** ENTRIES SUPPLIED follows **

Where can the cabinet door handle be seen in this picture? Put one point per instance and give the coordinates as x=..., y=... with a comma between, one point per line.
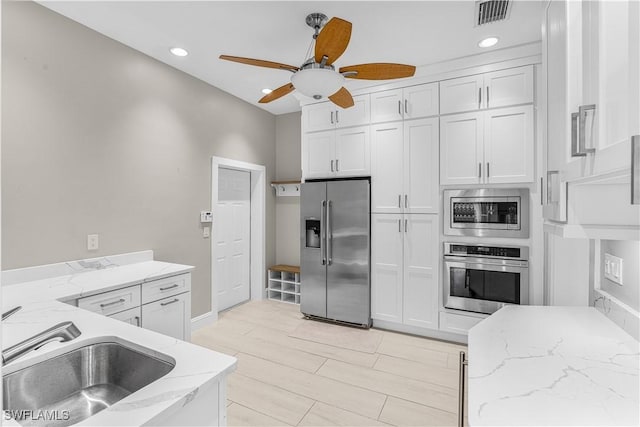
x=323, y=231
x=461, y=368
x=109, y=304
x=635, y=170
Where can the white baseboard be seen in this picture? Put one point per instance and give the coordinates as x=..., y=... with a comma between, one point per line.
x=203, y=320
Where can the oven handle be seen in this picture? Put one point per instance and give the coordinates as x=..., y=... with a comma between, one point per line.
x=489, y=266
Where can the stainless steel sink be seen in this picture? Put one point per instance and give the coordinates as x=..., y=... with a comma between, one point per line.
x=81, y=383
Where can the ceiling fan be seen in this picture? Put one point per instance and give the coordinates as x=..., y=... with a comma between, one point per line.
x=317, y=77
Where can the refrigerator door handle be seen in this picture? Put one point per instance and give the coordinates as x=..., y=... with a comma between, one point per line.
x=323, y=231
x=329, y=240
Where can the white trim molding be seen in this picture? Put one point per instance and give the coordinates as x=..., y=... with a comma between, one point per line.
x=258, y=231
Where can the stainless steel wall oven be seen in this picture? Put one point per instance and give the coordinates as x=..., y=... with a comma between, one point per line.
x=484, y=278
x=487, y=212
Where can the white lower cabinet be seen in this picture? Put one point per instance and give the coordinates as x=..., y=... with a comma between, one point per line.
x=404, y=278
x=131, y=316
x=162, y=305
x=167, y=316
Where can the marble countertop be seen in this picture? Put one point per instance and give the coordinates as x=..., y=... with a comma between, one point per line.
x=533, y=365
x=196, y=368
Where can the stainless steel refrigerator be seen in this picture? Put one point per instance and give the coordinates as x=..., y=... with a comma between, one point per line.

** End of ENTRIES SUPPLIED **

◆ GOAL OF THE EXERCISE ◆
Without the pictures, reproduce every line of the records above exactly.

◆ OUTPUT ◆
Where can the cabinet door handle be seen in this picture? Put one point per instance and give the coordinates as x=..., y=... with a comma between, one point per line.
x=323, y=231
x=461, y=368
x=109, y=304
x=635, y=170
Where can the white baseboard be seen in this picture? Put one point per instance and give the coordinates as x=..., y=... with a comma between, one point per line.
x=203, y=320
Where can the oven handle be seen in this picture? Put one point per instance and give the coordinates as x=..., y=... with a comma between, one point per line.
x=489, y=266
Where can the stainless steel sink be seen in this picture? Put one point per instance and give the coordinates as x=..., y=... with a comma between, one point per line.
x=81, y=383
Where can the ceiling fan be seen in this picture? Put one point per instance and give the coordinates as x=..., y=... with a comma between, one point per line.
x=317, y=77
Where can the refrigerator door handle be seen in this picture? Put one point per instance and give the coordinates as x=..., y=... with a comma between, one point per line.
x=323, y=231
x=329, y=240
Where can the white trim molding be seen in this picture? Put one point per instance and give the coordinates as x=..., y=... with a comma between, one point per line.
x=258, y=231
Where can the stainless steel wall oven be seen in this picture? Put one point per instance and give the coordinates as x=..., y=... with a comma between, one point per line.
x=484, y=278
x=487, y=212
Where can the white lower cabinet be seen in this picture? Put one point per instance and give the coordinates as x=..., y=... with a comma between, one point per line.
x=404, y=278
x=131, y=316
x=162, y=305
x=167, y=316
Where can the marble countertop be seen in this picture? Put one point per instance and give the coordinates as x=..., y=... with a comma between, one point per line.
x=533, y=365
x=196, y=368
Where can the stainless steel refrigerator be seen in this picture? Put one point per instance and give the coordinates as x=..., y=... with a comma between, one point per line.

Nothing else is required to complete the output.